◆ **Exercise**: From the line containing "positive clicks: (38, 154)" down to the line containing "positive clicks: (259, 135)" in the records below, reproduce every line exactly, ends included, and omit all others.

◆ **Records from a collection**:

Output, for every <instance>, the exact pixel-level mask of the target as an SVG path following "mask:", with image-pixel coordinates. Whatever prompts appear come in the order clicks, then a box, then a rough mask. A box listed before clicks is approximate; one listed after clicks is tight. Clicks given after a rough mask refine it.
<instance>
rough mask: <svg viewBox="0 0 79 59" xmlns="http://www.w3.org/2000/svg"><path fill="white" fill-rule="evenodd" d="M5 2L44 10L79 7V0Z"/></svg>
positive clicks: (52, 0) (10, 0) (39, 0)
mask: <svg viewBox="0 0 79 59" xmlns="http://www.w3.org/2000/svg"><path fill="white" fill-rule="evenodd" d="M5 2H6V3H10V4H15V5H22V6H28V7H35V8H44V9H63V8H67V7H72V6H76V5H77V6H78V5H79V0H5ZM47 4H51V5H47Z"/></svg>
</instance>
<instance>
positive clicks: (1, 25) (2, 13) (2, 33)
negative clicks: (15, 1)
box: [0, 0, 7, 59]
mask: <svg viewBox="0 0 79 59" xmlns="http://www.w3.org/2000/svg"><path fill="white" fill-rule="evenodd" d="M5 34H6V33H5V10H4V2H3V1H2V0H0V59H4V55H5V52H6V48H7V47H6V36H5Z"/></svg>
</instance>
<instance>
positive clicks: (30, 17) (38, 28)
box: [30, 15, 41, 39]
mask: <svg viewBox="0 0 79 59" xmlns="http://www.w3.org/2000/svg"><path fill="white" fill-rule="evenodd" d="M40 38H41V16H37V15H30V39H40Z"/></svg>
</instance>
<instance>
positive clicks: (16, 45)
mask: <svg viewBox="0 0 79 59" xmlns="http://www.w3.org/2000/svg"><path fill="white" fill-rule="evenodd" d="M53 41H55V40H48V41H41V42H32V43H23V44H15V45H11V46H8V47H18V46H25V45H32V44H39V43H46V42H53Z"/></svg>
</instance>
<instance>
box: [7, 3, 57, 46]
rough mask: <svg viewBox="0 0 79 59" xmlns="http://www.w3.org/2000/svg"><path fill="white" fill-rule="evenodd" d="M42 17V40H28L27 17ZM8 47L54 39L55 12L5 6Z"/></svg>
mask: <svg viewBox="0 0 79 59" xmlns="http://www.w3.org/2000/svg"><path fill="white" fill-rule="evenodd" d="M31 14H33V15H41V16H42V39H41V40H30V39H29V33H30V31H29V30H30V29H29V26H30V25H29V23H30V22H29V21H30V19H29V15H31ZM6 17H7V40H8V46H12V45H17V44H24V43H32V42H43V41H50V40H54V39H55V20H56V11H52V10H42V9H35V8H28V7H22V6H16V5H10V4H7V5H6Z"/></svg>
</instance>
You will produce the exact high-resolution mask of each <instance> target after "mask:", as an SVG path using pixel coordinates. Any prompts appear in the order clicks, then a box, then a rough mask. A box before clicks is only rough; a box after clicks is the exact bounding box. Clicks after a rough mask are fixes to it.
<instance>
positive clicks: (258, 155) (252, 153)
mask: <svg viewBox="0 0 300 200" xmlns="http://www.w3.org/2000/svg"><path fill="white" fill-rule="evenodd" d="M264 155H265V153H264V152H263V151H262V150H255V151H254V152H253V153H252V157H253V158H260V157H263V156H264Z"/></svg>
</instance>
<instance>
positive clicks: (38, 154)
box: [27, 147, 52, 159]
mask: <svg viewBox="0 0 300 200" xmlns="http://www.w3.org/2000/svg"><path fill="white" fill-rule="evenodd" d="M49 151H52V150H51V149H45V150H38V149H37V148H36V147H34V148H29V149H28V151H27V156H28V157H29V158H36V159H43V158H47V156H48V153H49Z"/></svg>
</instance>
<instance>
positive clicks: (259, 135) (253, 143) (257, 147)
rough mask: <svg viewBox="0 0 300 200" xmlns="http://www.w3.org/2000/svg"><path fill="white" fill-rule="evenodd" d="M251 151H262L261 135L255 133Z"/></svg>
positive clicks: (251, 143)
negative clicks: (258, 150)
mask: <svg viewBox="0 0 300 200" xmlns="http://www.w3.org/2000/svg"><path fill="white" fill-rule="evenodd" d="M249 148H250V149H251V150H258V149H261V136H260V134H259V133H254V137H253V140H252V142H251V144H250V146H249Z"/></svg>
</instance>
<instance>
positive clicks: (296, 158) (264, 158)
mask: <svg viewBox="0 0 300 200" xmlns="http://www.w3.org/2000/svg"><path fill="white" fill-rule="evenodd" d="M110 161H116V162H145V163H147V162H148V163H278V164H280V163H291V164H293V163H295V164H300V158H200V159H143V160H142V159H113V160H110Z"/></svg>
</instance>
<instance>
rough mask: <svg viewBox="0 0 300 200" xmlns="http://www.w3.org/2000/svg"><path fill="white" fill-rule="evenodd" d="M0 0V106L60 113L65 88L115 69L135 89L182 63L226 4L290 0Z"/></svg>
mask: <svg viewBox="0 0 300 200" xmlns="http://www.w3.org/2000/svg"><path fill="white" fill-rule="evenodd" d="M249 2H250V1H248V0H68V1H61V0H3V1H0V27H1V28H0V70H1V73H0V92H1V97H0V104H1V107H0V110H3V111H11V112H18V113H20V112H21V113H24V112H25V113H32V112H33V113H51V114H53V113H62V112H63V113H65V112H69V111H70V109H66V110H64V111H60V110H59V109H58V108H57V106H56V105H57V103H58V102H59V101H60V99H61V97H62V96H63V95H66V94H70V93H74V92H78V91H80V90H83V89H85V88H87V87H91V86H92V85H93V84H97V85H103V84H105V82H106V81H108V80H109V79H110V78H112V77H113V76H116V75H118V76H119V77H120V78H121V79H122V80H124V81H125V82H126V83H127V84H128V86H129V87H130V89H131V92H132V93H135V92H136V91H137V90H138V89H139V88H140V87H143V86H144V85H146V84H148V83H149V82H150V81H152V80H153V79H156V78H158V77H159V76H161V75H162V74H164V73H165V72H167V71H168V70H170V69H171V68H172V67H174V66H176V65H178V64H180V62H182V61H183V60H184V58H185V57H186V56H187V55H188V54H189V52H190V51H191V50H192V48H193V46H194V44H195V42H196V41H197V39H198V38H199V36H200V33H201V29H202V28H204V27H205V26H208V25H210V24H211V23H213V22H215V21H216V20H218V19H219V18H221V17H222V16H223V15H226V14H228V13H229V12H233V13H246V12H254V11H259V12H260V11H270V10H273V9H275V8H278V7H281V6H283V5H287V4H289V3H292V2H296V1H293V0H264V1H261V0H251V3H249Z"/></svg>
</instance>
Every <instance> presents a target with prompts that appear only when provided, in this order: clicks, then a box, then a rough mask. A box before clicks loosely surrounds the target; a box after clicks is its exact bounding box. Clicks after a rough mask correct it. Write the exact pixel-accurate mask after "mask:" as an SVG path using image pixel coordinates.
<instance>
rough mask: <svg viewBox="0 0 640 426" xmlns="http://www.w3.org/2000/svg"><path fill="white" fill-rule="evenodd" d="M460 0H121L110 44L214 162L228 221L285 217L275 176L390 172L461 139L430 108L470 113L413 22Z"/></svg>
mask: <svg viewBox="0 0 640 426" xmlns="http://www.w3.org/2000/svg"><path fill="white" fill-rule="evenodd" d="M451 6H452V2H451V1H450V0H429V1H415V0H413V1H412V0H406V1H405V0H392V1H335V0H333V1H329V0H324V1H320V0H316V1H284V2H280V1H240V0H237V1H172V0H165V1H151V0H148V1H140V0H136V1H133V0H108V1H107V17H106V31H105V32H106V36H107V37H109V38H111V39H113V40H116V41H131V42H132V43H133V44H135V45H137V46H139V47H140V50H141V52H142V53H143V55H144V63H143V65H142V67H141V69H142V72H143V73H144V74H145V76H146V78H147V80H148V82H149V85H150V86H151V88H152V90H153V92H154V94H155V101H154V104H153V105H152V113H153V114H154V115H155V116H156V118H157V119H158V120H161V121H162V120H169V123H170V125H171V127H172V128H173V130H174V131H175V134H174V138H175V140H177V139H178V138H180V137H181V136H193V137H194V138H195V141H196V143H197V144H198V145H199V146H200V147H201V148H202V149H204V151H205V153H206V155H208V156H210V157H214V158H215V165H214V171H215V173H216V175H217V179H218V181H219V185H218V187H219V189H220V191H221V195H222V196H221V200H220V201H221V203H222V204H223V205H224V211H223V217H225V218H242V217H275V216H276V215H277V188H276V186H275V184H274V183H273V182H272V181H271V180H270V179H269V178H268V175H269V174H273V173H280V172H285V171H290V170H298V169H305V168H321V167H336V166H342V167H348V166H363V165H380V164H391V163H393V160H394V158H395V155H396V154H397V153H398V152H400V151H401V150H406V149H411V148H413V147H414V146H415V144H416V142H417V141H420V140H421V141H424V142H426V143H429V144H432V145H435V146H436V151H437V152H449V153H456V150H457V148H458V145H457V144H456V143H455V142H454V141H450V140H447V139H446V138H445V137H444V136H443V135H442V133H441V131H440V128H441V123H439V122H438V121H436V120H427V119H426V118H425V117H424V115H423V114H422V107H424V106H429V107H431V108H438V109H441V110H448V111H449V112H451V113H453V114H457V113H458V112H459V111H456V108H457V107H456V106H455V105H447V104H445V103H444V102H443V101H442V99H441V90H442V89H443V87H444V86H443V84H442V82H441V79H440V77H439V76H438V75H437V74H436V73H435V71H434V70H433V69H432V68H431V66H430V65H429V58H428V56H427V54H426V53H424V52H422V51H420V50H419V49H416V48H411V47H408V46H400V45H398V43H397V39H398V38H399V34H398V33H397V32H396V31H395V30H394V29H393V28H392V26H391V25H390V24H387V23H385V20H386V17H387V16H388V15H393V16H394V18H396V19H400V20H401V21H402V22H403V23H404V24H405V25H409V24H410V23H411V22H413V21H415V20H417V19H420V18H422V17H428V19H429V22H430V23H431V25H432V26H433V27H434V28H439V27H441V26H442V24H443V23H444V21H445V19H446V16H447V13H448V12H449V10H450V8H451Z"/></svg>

◆ **Solution to this task**:
positive clicks: (38, 154)
box: [27, 147, 52, 159]
mask: <svg viewBox="0 0 300 200" xmlns="http://www.w3.org/2000/svg"><path fill="white" fill-rule="evenodd" d="M49 151H52V150H51V149H45V150H38V149H37V148H36V147H34V148H29V149H28V151H27V156H28V157H29V158H36V159H43V158H47V156H48V153H49Z"/></svg>
</instance>
<instance>
positive clicks: (259, 135) (253, 143) (257, 147)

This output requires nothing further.